===== DATA =====

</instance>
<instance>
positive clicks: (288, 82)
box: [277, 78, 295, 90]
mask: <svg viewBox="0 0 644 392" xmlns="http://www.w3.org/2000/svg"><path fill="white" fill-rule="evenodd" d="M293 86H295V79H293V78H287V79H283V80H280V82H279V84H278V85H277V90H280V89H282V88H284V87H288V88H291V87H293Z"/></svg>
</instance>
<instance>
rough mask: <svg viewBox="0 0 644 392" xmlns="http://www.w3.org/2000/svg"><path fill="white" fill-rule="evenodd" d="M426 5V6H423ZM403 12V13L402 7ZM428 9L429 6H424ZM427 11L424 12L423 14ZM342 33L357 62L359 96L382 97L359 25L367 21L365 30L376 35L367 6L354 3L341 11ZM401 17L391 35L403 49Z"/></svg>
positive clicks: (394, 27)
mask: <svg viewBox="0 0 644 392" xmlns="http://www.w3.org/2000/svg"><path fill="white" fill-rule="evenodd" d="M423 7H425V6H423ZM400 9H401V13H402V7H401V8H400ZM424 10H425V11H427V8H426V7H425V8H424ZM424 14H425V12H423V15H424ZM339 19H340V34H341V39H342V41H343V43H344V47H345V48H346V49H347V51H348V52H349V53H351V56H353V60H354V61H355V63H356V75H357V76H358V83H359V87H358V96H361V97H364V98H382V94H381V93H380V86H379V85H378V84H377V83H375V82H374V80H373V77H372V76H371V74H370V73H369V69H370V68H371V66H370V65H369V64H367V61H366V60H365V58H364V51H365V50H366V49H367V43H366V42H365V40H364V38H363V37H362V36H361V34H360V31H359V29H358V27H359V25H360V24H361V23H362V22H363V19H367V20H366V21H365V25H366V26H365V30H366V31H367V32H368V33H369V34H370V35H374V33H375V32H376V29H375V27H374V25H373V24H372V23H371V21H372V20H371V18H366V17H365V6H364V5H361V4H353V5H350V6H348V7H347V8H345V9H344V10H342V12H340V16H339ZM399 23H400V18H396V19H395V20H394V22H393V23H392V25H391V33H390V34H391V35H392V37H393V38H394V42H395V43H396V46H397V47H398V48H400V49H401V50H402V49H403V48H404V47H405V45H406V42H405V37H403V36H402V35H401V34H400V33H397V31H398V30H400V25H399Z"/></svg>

=====

▶ YOUR ASSIGNMENT:
Every record must be set down again exactly.

▶ SOLUTION TO THE EXERCISE:
</instance>
<instance>
positive clicks: (288, 82)
box: [277, 78, 295, 90]
mask: <svg viewBox="0 0 644 392" xmlns="http://www.w3.org/2000/svg"><path fill="white" fill-rule="evenodd" d="M293 86H295V79H293V78H287V79H283V80H280V82H279V84H278V85H277V90H280V89H282V88H284V87H288V88H291V87H293Z"/></svg>
</instance>
<instance>
rough mask: <svg viewBox="0 0 644 392" xmlns="http://www.w3.org/2000/svg"><path fill="white" fill-rule="evenodd" d="M426 5V6H423ZM403 12V13L402 7ZM428 9L429 6H424ZM427 11L424 12L423 14ZM342 33L357 62L359 96L382 97L359 25L367 21L365 30L376 35L367 6L354 3L341 11ZM401 17L391 35L403 49Z"/></svg>
positive clicks: (394, 27)
mask: <svg viewBox="0 0 644 392" xmlns="http://www.w3.org/2000/svg"><path fill="white" fill-rule="evenodd" d="M423 7H425V6H423ZM400 9H401V13H402V7H401V8H400ZM424 10H425V11H427V8H426V7H425V8H424ZM424 14H425V12H423V15H424ZM339 19H340V34H341V39H342V41H343V43H344V47H345V48H346V49H347V51H348V52H349V53H351V56H353V60H354V61H355V63H356V75H357V76H358V83H359V87H358V96H361V97H364V98H382V94H381V93H380V86H379V85H378V84H377V83H375V82H374V80H373V77H372V76H371V74H370V73H369V69H370V68H371V66H370V65H369V64H367V61H366V60H365V58H364V51H365V50H366V49H367V43H366V42H365V40H364V38H363V37H362V36H361V34H360V31H359V29H358V27H359V25H360V24H361V23H362V22H363V19H367V20H366V21H365V25H366V26H365V30H366V31H367V32H368V33H369V34H370V35H374V33H375V32H376V29H375V27H374V25H373V24H372V23H371V21H372V20H371V18H366V17H365V6H364V5H361V4H353V5H350V6H348V7H347V8H345V9H344V10H342V12H340V16H339ZM399 23H400V18H396V19H395V20H394V22H393V23H392V25H391V33H390V34H391V35H392V37H393V38H394V42H395V43H396V46H397V47H398V48H400V49H401V50H402V49H403V48H404V47H405V45H406V42H405V37H403V36H402V35H401V34H400V33H397V31H398V30H400V25H399Z"/></svg>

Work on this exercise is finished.